Problem
Turn the lines below into a numbered list, skipping any blank lines and leaving the picture out.

########

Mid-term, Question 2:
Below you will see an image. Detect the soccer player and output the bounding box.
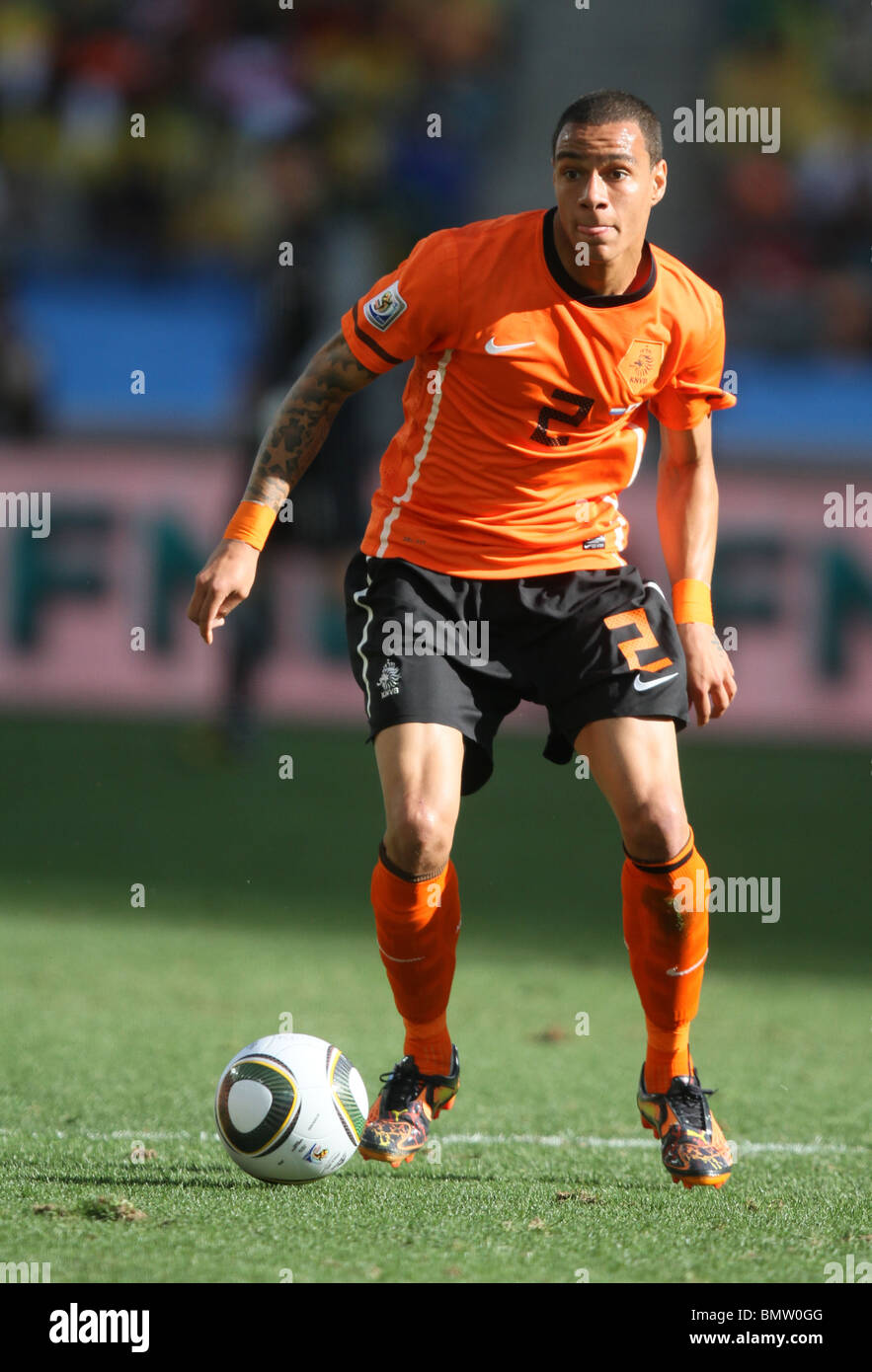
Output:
[189,91,736,1186]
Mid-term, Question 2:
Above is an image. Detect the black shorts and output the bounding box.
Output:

########

Task answer
1. Mid-term, Question 2:
2. Below you will see an image. Detect the soccer player and output the bounding box.
3. Output:
4. [189,91,736,1186]
5. Mid-term, Question 2:
6. Above is an image. Detect the black shorts and output the bounding box.
7. Output:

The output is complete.